Activity:
The response should contain all of the data below, reproduced exactly, and no pictures.

Dataset records:
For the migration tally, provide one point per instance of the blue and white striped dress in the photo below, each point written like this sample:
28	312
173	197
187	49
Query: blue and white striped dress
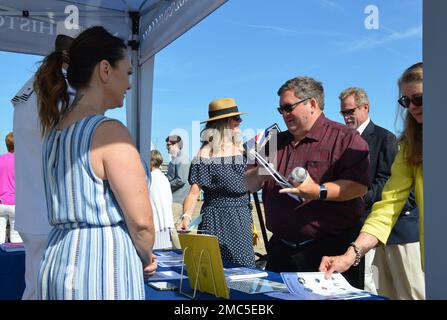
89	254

Response:
For the migration tally, provide one point per instance of the blue and white striped dress in the photo below, each point written like this sample:
28	312
173	197
187	49
Query: blue and white striped dress
89	254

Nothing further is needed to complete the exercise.